YOUR INSTRUCTIONS: Using the listing that follows, return every line with the word "real".

RECORDS SHOWN:
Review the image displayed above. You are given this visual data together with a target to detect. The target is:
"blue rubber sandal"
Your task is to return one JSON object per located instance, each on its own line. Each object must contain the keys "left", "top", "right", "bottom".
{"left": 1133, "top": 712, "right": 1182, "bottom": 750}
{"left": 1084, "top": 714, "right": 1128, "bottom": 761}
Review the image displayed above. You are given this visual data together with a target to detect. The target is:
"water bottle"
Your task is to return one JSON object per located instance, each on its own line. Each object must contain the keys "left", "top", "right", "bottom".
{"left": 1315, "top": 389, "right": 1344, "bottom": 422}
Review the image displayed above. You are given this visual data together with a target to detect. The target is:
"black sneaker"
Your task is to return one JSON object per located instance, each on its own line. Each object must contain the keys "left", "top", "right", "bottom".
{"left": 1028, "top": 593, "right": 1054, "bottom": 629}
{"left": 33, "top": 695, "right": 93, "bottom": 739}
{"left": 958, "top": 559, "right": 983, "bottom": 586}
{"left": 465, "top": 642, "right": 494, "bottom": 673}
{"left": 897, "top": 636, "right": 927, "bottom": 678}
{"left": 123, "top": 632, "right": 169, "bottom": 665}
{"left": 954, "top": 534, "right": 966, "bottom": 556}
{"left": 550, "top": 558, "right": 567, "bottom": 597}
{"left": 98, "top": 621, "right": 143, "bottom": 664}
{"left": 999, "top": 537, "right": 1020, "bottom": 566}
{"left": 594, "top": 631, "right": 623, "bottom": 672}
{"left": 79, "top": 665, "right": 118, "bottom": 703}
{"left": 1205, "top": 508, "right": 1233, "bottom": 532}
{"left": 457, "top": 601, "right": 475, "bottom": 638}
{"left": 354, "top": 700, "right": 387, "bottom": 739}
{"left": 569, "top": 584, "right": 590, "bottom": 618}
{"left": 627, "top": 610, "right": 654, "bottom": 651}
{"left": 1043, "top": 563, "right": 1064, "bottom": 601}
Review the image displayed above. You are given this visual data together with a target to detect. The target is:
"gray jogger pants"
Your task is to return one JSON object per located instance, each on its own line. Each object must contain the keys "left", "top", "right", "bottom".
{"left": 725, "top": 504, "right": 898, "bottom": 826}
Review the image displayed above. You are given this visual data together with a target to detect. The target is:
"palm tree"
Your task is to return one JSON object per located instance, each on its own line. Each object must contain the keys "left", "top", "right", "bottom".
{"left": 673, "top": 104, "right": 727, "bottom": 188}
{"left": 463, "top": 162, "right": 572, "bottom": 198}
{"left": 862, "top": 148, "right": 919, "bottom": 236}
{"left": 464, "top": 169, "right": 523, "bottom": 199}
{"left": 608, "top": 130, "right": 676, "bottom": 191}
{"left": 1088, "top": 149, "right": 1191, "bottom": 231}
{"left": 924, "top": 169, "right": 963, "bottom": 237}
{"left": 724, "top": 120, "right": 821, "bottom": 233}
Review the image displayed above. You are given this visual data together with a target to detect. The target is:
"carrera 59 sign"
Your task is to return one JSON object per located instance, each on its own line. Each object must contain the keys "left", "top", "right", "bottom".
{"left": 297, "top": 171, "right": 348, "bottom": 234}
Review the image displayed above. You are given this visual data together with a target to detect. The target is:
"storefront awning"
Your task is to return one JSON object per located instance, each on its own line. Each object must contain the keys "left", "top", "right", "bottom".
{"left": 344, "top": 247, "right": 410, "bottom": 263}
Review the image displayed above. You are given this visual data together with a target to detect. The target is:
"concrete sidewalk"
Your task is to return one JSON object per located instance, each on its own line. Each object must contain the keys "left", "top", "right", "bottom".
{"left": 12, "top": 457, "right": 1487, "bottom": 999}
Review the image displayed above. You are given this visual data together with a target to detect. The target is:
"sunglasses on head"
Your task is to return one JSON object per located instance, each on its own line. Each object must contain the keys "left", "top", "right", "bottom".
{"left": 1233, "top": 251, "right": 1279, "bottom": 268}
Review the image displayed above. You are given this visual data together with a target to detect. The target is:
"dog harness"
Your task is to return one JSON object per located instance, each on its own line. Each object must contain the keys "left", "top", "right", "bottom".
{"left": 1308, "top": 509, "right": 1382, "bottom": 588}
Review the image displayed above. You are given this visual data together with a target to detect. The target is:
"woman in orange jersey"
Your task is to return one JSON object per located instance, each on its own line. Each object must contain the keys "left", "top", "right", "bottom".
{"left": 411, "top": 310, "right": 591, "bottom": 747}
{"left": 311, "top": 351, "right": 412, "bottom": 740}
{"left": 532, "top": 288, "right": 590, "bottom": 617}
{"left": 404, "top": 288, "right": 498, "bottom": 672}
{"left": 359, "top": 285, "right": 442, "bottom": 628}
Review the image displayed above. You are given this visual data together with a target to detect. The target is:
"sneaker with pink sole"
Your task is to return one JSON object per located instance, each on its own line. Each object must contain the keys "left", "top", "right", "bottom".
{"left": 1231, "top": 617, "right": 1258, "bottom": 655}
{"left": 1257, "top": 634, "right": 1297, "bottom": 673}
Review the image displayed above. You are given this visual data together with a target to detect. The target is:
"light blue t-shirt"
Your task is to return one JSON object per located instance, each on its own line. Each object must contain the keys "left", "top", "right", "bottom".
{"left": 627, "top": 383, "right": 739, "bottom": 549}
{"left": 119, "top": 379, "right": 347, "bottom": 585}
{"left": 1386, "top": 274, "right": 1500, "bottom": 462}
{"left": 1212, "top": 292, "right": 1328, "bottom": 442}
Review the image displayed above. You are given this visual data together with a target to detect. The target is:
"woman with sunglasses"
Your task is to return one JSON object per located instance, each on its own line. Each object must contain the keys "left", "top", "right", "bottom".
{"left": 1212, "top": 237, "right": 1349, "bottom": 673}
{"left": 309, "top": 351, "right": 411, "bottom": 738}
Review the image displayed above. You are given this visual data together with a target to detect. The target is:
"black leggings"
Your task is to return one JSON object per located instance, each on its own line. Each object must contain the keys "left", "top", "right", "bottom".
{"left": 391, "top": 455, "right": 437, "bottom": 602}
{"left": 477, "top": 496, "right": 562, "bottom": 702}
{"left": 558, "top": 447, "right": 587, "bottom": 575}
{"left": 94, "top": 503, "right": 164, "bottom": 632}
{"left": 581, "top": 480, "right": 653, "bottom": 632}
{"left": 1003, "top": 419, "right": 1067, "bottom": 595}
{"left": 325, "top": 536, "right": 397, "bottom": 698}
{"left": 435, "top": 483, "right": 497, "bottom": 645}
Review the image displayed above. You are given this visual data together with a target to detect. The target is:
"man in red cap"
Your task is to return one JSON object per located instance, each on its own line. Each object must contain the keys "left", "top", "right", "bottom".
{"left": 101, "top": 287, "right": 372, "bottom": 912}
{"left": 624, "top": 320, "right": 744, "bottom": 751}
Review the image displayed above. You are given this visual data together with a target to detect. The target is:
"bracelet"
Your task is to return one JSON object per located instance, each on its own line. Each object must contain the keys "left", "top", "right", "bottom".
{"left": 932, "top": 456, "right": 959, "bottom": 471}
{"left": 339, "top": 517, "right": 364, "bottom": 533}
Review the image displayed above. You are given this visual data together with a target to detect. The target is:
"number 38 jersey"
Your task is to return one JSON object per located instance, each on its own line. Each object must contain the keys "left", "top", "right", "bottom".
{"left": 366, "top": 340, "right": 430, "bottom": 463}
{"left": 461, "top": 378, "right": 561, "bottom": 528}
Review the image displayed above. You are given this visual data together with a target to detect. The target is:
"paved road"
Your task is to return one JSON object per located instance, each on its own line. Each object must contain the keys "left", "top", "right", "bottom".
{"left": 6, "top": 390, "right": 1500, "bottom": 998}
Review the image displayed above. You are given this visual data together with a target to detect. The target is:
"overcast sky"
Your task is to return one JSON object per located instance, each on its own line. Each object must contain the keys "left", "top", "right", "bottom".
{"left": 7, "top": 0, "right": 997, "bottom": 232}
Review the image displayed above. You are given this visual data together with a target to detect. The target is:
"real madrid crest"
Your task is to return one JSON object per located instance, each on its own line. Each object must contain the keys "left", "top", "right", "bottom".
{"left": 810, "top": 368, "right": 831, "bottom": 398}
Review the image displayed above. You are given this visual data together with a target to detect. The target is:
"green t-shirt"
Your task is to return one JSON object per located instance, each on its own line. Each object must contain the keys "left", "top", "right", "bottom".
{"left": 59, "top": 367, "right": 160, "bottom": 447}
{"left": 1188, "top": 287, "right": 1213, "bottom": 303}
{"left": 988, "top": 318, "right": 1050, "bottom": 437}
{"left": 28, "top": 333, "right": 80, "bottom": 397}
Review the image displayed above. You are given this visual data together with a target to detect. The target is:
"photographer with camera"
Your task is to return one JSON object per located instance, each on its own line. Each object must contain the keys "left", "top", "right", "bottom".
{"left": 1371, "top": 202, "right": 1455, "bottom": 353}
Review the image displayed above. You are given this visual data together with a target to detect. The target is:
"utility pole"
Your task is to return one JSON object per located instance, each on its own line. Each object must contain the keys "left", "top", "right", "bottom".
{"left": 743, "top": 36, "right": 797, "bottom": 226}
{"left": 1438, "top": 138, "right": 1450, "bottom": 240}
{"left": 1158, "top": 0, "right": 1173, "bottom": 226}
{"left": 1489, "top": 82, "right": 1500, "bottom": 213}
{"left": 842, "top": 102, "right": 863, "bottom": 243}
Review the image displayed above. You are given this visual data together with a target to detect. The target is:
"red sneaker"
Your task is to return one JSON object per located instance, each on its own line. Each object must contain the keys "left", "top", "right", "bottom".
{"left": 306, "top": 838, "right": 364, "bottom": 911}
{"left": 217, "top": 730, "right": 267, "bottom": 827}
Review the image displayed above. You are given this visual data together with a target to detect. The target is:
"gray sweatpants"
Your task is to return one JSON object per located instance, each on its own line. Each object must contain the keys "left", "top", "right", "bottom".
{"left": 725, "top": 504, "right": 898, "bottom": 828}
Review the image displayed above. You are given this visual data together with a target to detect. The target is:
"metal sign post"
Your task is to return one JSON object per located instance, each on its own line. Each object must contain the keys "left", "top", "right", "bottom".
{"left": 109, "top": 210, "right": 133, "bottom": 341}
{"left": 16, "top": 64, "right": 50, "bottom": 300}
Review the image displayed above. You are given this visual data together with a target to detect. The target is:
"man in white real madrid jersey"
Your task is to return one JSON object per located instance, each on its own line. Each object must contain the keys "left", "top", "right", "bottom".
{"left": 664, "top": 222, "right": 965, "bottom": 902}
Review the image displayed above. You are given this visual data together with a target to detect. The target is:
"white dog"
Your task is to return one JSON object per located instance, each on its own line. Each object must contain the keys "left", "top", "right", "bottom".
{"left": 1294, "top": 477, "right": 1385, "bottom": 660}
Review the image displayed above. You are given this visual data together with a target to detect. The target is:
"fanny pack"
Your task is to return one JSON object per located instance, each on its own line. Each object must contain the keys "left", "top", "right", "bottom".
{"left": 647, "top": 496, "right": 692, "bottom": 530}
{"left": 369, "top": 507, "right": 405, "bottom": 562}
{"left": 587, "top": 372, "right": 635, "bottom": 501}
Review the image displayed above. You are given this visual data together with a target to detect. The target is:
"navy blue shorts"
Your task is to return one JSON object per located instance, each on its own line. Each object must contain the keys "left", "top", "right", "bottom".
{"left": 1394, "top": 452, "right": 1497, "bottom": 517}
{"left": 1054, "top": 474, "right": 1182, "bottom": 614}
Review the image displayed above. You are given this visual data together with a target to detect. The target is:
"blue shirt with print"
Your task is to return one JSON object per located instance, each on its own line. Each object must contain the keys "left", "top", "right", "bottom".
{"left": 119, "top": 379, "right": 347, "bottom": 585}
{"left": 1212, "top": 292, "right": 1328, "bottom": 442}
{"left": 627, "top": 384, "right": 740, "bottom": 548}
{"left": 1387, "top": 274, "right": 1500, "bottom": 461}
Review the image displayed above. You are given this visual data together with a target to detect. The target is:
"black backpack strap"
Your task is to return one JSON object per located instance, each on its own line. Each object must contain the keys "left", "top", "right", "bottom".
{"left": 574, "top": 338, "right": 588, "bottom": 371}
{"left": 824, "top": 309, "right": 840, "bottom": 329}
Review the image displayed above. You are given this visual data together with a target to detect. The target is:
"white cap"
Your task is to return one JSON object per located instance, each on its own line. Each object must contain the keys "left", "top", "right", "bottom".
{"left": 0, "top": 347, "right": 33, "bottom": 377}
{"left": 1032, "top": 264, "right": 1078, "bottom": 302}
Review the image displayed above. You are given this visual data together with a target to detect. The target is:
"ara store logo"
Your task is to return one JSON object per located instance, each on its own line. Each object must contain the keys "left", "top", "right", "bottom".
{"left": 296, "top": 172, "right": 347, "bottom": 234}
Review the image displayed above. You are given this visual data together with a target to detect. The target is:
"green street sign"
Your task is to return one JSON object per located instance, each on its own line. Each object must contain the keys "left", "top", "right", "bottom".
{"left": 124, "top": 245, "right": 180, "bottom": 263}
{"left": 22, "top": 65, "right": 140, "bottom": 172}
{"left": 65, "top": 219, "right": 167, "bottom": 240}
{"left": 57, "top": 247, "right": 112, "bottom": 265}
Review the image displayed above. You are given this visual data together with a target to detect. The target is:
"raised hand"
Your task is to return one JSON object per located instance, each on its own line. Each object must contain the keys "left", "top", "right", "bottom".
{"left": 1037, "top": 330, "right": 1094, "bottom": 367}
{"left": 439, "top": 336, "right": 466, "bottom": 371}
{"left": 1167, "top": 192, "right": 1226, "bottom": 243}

TASK ANSWER:
"real madrid crest"
"man in white real madrid jersey"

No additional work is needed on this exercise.